▸ **SELECTED TEXT**:
___

# How to store NiMh and NiCd batteries?



## lovefenix (Dec 9, 2008)

Hi.

I have some questions about storing batteries.The information on the net isn`t clear.Everybody says something different and it gets confusing.

1. Why do experts recommend that you discharge NiCd batteries when you don`t use them for a long time,(eaven if you use it often)?

They don´t explain if you have to discharge them to zero or just to 0,9V.

2. Does charging a NiMh battery to 50% slows the self discharge rate compared to a full charge? If so.By how much?

3.When you buy a NiMh battery.They are supposed to come with an empty charge.Does the lifetime of the battery start counting from the *first time *you charge them?How many years can they be stored new without significant impact on its performance?

4.Is it better to charge a new pack only when needed?It`s the shelf life of a new empty battery the same as one that was charged and discharged just one time and put to rest?
Will I have to charge that battery like once per year so that it does´t get ruined or something?

5.There is a date code in my eneloop batteries.It says "06-08TB".Is the first number the year or the month it was made?

Is it me or a lot of eneloop batteries start with 06?:thinking:

Thanks all.


----------



## Mr Happy (Dec 9, 2008)

lovefenix said:


> Hi.
> 
> I have some questions about storing batteries.The information on the net isn`t clear.Everybody says something different and it gets confusing.

___

Region pointing data:
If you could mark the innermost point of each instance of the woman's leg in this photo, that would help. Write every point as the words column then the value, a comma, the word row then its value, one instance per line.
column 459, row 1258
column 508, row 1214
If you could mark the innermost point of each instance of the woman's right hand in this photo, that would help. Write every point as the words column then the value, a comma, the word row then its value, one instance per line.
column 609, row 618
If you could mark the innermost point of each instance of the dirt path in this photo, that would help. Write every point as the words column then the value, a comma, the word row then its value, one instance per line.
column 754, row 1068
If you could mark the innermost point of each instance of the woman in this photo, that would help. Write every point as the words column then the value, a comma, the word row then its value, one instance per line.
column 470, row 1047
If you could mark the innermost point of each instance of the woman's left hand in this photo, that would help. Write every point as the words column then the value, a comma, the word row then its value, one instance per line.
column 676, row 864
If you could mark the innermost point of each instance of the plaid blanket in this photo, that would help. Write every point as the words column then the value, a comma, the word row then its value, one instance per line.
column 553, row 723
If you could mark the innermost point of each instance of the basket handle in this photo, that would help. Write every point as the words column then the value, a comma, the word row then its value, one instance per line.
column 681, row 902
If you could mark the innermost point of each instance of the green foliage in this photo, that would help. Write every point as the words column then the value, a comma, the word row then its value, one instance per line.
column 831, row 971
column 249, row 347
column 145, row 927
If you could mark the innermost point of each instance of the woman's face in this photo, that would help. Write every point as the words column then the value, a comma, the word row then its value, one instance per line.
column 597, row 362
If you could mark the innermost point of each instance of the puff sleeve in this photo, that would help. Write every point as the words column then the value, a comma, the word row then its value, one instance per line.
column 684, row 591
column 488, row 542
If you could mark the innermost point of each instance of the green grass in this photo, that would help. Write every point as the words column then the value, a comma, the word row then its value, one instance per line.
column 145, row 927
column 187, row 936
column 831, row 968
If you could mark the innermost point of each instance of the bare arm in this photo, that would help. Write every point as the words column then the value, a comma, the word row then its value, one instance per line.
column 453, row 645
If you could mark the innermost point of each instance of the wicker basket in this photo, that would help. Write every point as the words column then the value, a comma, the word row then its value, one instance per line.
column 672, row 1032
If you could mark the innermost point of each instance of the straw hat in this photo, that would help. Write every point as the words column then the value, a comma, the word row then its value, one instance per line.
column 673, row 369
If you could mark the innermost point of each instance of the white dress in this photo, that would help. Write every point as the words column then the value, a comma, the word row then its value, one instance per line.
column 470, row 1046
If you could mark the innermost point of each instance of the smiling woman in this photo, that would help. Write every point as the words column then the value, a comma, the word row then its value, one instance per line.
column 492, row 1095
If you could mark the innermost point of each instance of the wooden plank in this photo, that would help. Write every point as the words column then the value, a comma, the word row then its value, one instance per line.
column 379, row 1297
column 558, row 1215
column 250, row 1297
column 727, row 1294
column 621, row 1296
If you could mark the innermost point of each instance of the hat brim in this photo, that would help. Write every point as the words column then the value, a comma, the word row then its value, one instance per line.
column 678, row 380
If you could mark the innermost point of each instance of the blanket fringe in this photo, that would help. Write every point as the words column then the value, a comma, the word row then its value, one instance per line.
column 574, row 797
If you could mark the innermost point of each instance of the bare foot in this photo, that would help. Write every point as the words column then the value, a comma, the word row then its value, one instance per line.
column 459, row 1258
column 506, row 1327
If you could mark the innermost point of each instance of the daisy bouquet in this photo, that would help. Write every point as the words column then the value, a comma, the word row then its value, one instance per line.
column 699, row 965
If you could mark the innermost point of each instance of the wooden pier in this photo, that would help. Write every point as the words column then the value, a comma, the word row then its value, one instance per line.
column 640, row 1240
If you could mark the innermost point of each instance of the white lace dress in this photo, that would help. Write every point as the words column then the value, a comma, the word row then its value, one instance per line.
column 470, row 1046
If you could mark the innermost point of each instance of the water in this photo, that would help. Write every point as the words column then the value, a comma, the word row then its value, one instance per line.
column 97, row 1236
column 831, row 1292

___

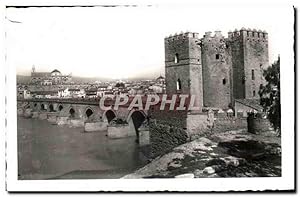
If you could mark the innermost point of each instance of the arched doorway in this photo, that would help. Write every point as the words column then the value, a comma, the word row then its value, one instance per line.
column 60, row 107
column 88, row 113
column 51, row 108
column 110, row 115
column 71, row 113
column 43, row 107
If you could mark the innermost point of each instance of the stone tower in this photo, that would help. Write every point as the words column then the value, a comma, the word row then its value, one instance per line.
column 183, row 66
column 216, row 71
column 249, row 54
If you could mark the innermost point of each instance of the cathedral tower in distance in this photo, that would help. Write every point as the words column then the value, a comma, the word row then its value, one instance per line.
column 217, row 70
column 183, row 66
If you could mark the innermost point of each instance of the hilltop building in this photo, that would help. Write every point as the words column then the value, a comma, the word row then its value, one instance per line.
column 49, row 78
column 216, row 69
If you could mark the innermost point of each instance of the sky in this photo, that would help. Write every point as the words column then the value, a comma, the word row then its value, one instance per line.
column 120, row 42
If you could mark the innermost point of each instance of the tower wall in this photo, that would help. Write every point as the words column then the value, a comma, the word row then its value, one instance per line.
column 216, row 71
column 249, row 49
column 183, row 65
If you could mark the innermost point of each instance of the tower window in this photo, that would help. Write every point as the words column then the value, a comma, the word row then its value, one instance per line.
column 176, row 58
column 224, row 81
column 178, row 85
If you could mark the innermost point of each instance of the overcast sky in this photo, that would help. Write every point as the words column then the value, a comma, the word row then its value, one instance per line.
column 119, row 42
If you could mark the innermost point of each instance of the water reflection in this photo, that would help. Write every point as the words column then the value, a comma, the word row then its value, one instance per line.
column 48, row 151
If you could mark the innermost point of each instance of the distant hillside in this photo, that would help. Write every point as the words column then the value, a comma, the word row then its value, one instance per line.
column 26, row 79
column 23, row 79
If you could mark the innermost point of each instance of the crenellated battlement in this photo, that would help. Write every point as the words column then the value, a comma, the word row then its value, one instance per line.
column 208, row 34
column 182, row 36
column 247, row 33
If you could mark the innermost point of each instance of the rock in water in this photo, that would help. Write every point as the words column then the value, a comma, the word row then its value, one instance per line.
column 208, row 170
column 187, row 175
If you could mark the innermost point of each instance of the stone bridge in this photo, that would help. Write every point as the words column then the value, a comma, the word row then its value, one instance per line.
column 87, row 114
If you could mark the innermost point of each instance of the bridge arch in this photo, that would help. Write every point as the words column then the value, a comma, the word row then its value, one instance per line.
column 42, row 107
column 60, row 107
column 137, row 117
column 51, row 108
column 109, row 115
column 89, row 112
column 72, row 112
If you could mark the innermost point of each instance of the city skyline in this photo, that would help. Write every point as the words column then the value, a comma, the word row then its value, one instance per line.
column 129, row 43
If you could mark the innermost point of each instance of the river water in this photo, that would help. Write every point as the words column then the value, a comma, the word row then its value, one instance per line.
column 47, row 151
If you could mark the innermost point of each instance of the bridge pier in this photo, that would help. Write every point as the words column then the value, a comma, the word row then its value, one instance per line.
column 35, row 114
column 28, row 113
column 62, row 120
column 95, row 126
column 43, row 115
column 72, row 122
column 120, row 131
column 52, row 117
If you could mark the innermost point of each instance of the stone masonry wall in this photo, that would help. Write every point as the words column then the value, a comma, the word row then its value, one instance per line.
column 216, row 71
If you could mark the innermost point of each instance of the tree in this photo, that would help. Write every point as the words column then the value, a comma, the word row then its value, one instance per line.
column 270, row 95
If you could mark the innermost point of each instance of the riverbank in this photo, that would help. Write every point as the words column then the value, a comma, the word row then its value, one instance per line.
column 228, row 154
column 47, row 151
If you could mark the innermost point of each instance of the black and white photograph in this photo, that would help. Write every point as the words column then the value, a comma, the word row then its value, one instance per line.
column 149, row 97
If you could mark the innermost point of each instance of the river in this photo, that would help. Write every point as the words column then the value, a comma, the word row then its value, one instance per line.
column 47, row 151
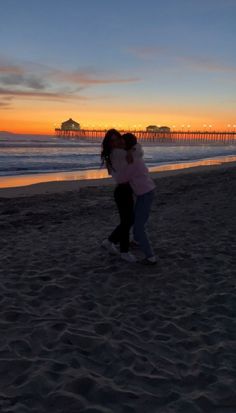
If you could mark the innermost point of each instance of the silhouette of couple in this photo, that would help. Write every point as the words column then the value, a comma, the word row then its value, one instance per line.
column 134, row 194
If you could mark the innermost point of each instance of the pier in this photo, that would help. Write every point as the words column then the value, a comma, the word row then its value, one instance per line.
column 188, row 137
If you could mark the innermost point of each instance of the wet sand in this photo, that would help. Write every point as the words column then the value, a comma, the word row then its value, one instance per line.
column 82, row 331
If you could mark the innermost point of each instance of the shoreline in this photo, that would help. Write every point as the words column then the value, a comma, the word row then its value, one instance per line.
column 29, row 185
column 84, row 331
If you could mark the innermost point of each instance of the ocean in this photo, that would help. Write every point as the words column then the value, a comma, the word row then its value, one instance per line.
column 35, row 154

___

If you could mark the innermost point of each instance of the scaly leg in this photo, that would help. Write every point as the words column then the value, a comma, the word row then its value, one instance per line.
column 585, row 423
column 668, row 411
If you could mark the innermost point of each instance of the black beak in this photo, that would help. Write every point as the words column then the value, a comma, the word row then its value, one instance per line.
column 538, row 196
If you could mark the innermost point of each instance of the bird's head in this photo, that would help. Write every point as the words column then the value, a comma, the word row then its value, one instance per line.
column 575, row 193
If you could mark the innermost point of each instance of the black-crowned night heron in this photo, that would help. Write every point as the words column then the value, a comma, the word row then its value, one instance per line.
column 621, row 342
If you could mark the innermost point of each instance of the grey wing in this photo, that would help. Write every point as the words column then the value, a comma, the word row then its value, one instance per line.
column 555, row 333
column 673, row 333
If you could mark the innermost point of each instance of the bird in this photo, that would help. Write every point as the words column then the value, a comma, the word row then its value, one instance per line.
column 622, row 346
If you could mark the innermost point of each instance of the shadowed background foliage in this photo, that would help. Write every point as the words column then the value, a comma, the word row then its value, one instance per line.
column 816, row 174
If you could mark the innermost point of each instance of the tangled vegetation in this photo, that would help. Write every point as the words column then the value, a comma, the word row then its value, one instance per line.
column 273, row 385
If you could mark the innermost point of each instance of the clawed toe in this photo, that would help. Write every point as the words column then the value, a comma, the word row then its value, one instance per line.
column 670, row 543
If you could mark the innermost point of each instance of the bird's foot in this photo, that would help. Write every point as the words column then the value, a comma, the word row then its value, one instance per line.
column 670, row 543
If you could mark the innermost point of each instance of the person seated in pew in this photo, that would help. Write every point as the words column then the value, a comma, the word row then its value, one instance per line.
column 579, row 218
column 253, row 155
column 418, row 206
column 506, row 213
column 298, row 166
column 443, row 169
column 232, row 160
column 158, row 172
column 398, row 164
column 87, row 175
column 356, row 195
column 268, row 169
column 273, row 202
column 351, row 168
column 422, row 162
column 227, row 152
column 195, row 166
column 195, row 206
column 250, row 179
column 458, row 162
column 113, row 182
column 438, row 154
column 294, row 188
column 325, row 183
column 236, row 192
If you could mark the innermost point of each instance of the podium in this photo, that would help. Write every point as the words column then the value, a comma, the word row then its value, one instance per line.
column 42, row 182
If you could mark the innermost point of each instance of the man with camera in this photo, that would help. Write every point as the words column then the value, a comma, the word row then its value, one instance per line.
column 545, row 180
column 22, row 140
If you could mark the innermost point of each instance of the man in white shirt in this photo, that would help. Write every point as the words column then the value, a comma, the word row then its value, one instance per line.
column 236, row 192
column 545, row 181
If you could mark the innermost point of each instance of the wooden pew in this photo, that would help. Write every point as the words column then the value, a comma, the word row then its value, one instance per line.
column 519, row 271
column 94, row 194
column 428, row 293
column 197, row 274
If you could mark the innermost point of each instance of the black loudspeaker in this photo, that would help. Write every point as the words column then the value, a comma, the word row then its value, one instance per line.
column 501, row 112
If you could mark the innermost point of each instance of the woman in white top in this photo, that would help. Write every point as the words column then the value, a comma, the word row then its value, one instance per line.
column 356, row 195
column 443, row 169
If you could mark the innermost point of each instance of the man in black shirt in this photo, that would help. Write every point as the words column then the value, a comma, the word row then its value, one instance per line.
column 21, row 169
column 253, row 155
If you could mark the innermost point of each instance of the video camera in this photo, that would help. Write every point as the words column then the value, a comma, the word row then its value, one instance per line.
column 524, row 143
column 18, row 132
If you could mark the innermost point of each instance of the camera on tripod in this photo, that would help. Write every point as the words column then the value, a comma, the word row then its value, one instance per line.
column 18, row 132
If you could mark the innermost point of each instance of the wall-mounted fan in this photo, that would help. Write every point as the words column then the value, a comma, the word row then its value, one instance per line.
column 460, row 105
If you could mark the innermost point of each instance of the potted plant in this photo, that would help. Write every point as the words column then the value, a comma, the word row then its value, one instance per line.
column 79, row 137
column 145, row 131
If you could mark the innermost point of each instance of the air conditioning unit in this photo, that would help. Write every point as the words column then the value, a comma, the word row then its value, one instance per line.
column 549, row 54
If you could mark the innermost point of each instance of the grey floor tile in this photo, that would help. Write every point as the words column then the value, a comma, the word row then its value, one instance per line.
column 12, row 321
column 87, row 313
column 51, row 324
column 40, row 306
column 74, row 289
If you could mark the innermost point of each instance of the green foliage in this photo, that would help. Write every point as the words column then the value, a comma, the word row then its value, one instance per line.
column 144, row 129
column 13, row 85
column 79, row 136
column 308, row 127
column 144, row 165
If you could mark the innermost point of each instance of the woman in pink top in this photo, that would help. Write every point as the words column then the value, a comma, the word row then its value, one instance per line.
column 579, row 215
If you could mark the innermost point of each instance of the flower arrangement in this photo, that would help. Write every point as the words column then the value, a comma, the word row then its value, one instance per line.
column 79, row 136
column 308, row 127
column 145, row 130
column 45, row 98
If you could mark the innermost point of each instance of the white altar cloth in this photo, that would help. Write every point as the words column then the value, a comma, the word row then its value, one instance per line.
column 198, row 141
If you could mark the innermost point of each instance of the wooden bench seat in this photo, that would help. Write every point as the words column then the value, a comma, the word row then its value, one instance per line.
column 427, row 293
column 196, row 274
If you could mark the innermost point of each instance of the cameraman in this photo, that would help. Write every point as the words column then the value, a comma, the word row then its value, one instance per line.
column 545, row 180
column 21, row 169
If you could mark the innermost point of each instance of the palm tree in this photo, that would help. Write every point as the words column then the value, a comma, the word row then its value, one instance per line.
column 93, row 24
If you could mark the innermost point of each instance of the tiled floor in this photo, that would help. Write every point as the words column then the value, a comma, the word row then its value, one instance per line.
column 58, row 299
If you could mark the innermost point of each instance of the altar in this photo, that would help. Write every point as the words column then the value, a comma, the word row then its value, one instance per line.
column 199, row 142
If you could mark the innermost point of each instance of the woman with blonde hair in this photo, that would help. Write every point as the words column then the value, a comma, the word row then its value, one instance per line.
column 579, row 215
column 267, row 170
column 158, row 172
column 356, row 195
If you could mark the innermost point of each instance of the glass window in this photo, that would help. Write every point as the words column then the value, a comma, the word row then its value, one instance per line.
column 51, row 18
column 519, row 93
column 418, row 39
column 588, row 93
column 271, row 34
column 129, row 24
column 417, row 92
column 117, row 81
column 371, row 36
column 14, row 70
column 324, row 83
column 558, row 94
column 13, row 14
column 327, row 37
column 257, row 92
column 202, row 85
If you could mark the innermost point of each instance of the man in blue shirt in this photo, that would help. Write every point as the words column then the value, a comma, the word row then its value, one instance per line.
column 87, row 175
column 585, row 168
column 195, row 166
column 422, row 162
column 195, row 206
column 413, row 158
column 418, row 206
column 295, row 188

___

▸ **GOAL OF THE EXERCISE**: Continue the thread on storing NiMH and NiCd batteries, starting right after its last line.

▸ **RESPONSE AREA**:
I'll see if I can help.



> 1. Why do experts recommend that you discharge NiCd batteries when you don`t use them for a long time,(eaven if you use it often)?
> 
> They don´t explain if you have to discharge them to zero or just to 0,9V.


NiCd batteries perform best if they are fully discharged before being recharged. This is due to the so-called "memory effect". What it means in practice is that cells that are frequently topped up without being discharged will tend to develop a lower capacity to hold charge. If cells get into this state, they can usually be returned to normal operation by putting them through one or more full discharge/recharge cycles. This is what the "refresh mode" on some chargers is for.

NiCd batteries are different in some ways from NiMH batteries. For example, you can discharge a NiCd cell right down to 0 V and store it that way indefinitely. However, NiMH cells must not be discharged below 1.2 V resting voltage. If you discharge them down to 0 V for a long period, they will be damaged.



> 2. Does charging a NiMh battery to 50% slows the self discharge rate compared to a full charge? If so.By how much?


The self discharge is fastest at a full charge, and is slower at a 50% charge. However, you may as well charge them to 100% and then use them as soon as convenient. There is no point only charging to 50%



> 3.When you buy a NiMh battery.They are supposed to come with an empty charge.Does the lifetime of the battery start counting from the *first time *you charge them?How many years can they be stored new without significant impact on its performance?


This depends on whether it is an old-style regular NiMH or a new-style low self discharge ("pre-charged", LSD) NiMH, like Eneloops.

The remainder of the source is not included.